-------- Document section --------

SQL Subquery: Types, Examples, and Interview Patterns
Every non-trivial pipeline query you've ever shipped is a tree. Subqueries are how you build that tree inline. In our corpus they appear in 19% of verified rounds and CTEs in 8%, which tells you most interviewers still reach for the older construct when the problem gets layered.
What Is a SQL Subquery?
A subquery is a nested SELECT that feeds a parent query. In a query plan it shows up as a subplan node, materialized once or executed per row depending on whether it's correlated. Three shapes map to every use case you'll see in a pipeline or an interview whiteboard.
Subquery Types with Examples
Each type solves a different class of problem. Interviewers expect you to pick the right one without prompting.
Know Subqueries the way the interviewer who asks it knows it.
Highest Throughput Pipelines
The pipes that carry the most water.
Pulled from debriefs where SQL was the gate.
The Three Subquery Types
Scalar Subquery
Returns exactly one row and one column. Used wherever a single value is expected: in the SELECT list, in a WHERE comparison, or as a default value. If the subquery returns more than one row, the engine throws an error.
Table Subquery
Returns multiple rows (and optionally multiple columns). Used with IN, EXISTS, ANY, ALL, or in the FROM clause as a derived table. This is the most common category in interviews.
Correlated Subquery
References a column from the outer query, so it re-executes for every row. More powerful than non-correlated subqueries, but potentially slower. Required for row-by-row comparisons like "find employees earning above their department average."
Correlated Subqueries: When They Are the Only Option
A correlated subquery depends on values from the outer query. The database cannot run it once and cache the result. It re-evaluates the inner SELECT for every row the outer query produces. This has real performance consequences, but there are problems that genuinely require it.
For a table with 10,000 rows, a correlated subquery runs the inner SELECT up to 10,000 times. The optimizer may cache results for repeated input values, but you should not count on it. Measure with EXPLAIN ANALYZE.
Scalar Subquery: Compare Against an Aggregate
SELECT name, salary, department_id
FROM employees
WHERE salary > (
SELECT AVG(salary)
FROM employees
);Interview note: This is the most common subquery question at phone-screen level. The interviewer checks whether you know to use a scalar subquery vs. a self-join. Both work, but the subquery is 3 lines shorter.

-------- Data segment --------

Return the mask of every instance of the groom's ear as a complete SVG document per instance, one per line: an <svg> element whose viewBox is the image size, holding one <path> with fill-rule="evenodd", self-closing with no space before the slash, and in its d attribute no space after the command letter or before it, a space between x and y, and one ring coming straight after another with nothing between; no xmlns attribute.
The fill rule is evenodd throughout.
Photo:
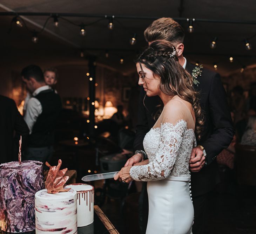
<svg viewBox="0 0 256 234"><path fill-rule="evenodd" d="M177 52L178 57L180 56L182 54L183 50L184 50L184 45L183 43L180 43L177 45L175 49Z"/></svg>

--------

• [Job]:
Pick up the article on SQL subqueries from where it stops and continue writing it.

• [Final result]:
Table Subquery with IN
SELECT customer_id, name, email
FROM customers
WHERE customer_id IN (
SELECT DISTINCT customer_id
FROM orders
WHERE order_date >= CURRENT_DATE - INTERVAL '30 days'
);Interview note: If the interviewer asks you to rewrite this without IN, use EXISTS. Both produce identical execution plans in PostgreSQL 14+ and Snowflake. The choice is style, not performance.
Table Subquery with EXISTS
SELECT d.department_name
FROM departments d
WHERE EXISTS (
SELECT 1
FROM employees e
WHERE e.department_id = d.id
AND e.hire_date >= '2024-01-01'
);Interview note: "SELECT 1" inside EXISTS is convention. The database ignores the SELECT list entirely. You could write SELECT * or SELECT 42. It does not affect correctness or performance.
Derived Table (Subquery in FROM)
SELECT dept_name, avg_salary
FROM (
SELECT
d.department_name AS dept_name,
AVG(e.salary) AS avg_salary
FROM employees e
JOIN departments d ON e.department_id = d.id
GROUP BY d.department_name
) AS dept_averages
WHERE avg_salary > 85000;Interview note: Most interviewers prefer the CTE version of this pattern. But some older codebases and Redshift workloads still use derived tables heavily. Know both.
Correlated Subquery
SELECT e.name, e.salary, e.department_id
FROM employees e
WHERE e.salary > (
SELECT AVG(e2.salary)
FROM employees e2
WHERE e2.department_id = e.department_id
);Interview note: This is a top-5 SQL interview question. The faster alternative uses a CTE or window function (AVG() OVER (PARTITION BY department_id)), but interviewers sometimes specifically ask for the correlated version to test whether you understand row-by-row execution.
Subquery vs CTE vs JOIN
Interviewers frequently ask when to pick one over the other. The answer depends on readability, reuse, and what columns you need in the output.
| Criteria | Subquery | CTE | JOIN |
|---|---|---|---|
| Readability at 1 level | Good | Good | Good |
| Readability at 3+ levels | Poor (deep nesting) | Best (named steps) | Moderate |
| Reuse same result twice | Must duplicate | Reference by name | Must duplicate |
| Columns in output | Outer table only | Any CTE column | Both tables |
| Existence checks | EXISTS / NOT EXISTS | Possible but verbose | LEFT JOIN + IS NULL |
| Recursion | Not supported | WITH RECURSIVE | Not supported |
Same Problem, Three Approaches
-- Find departments where the average salary exceeds 90,000.
-- Subquery (derived table)
SELECT dept_name, avg_sal
FROM (
SELECT department_name AS dept_name, AVG(salary) AS avg_sal
FROM employees e
JOIN departments d ON e.department_id = d.id
GROUP BY department_name
) sub
WHERE avg_sal > 90000;
-- CTE
WITH dept_avg AS (
SELECT department_name, AVG(salary) AS avg_sal
FROM employees e
JOIN departments d ON e.department_id = d.id
GROUP BY department_name
)
SELECT department_name, avg_sal
FROM dept_avg
WHERE avg_sal > 90000;
-- JOIN with HAVING
SELECT d.department_name, AVG(e.salary) AS avg_sal
FROM employees e
JOIN departments d ON e.department_id = d.id
GROUP BY d.department_name
HAVING AVG(e.salary) > 90000;Interview note: All three produce identical results. The HAVING approach is shortest for this specific case. But the moment you need a second filter on the aggregated data (e.g., rank departments), you will need the CTE or subquery approach. Show the interviewer you know the tradeoffs.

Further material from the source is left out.